▸ CONSIGNE: Dans l'extrait sur la famille Amine Khodja, relevez les noms des grandes pièces de cuivre que ces dinandiers fabriquaient.

▸ EXTRAIT DU TEXTE:
+-------+
Avoir le courage de persévérer, avec conviction, pour sauvegarder le métier malgré le poids de l’adversité, être resté fidèlement attaché
aux anciennes méthodes de fabrication ancestrales authentiques, cela dénote vraiment d’un amour solide pour la dinanderie
et d’un attachement viscéral à la tradition.
C’est pourtant ce qui singularise Dris
Amine Khodja, cet artisan dinandier qui
est aujourd’hui le dernier maillon d’une
longue chaîne familiale dont l’histoire se
confond avec celle de la dinanderie
constantinoise. La saga de la famille Amine
Khodja commence, en effet, avec l’arrivée des
Turcs en Algérie lorsqu’un arrière grand-père de
notre ami Dris introduit ce métier artistique à
Constantine. Durant le règne ottoman en Algérie,
les Amine Khodja étaient des notables proches du
bey car, à l’époque, le dinandier occupait un rang
de prestige et faisait partie de la nomenklatura
beylicale et, de ce fait, un Amine Khodja fût
même nommé dans l’administration beylicale, le
diwan, d’Ahmed Bey El Mamelouk qui commanda
le beylicat de Constantine pour la 2ème fois
durant le mois d’août 1820, selon des historiens,
avec rang de Khalifa. Dinandiers de père en fils,
les Amine Khodja comptaient parmi les rares
artisans à fabriquer les grosses pièces de cuivre,
telles “Tadjine laaras” (un grand plat pour les
repas des fêtes) et “Borma Keskes” de grandes
capacités usités dans les grandes cérémonies de
réjouissances. Ils étaient aussi les seuls à
confectionner le grand chaudron de bain maure
(“bormate el hammam”) fait de plusieurs plaques
de cuivre de grosses épaisseurs assemblées au
moyen de rivets en cuivre de même nature avant
d’être martelés pour la mise en forme. Ce travail
d’art nécessite une grande dextérité et exige une
habilité particulière. Cette famille est, sans
conteste, pionnière dans la dinanderie à
Constantine et elle occupe une place centrale
dans l’histoire de cette corporation en Algérie.
Installée sur le vieux rocher voilà maintenant six
générations, elle a exercé ce noble métier sans
interruption depuis pratiquement le début du
18ème siècle. Qui dit mieux ?
+-------+
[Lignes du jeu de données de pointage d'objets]
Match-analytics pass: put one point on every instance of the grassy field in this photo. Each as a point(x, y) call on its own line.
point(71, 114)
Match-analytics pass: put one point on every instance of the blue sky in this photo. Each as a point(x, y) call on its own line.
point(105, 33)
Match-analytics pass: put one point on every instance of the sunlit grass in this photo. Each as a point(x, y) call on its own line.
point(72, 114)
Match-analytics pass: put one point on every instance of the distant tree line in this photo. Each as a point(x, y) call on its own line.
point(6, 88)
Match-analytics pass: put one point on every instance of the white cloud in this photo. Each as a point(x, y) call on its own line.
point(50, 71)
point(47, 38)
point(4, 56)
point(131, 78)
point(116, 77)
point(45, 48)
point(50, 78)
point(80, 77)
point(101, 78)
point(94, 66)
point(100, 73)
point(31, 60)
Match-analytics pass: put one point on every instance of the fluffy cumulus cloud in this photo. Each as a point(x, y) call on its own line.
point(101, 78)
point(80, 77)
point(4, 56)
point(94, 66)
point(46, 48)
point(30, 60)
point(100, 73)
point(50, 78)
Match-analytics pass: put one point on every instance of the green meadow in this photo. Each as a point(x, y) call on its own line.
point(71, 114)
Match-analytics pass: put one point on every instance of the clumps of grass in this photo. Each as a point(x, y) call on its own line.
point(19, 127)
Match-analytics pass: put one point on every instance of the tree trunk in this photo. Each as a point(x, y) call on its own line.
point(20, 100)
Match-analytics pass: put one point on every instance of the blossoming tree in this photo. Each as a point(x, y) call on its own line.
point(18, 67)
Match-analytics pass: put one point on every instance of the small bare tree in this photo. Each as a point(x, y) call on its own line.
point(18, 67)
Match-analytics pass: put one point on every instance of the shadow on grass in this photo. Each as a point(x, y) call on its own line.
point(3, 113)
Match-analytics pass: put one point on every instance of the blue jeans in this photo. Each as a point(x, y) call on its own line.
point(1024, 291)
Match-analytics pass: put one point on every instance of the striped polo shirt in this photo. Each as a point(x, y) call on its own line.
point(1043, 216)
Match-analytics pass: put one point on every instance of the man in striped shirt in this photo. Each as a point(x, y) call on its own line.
+-------+
▸ RÉPONSE:
- « Tadjine laaras » (un grand plat pour les repas des fêtes)
- « Borma Keskes »
- « bormate el hammam » (le grand chaudron de bain maure)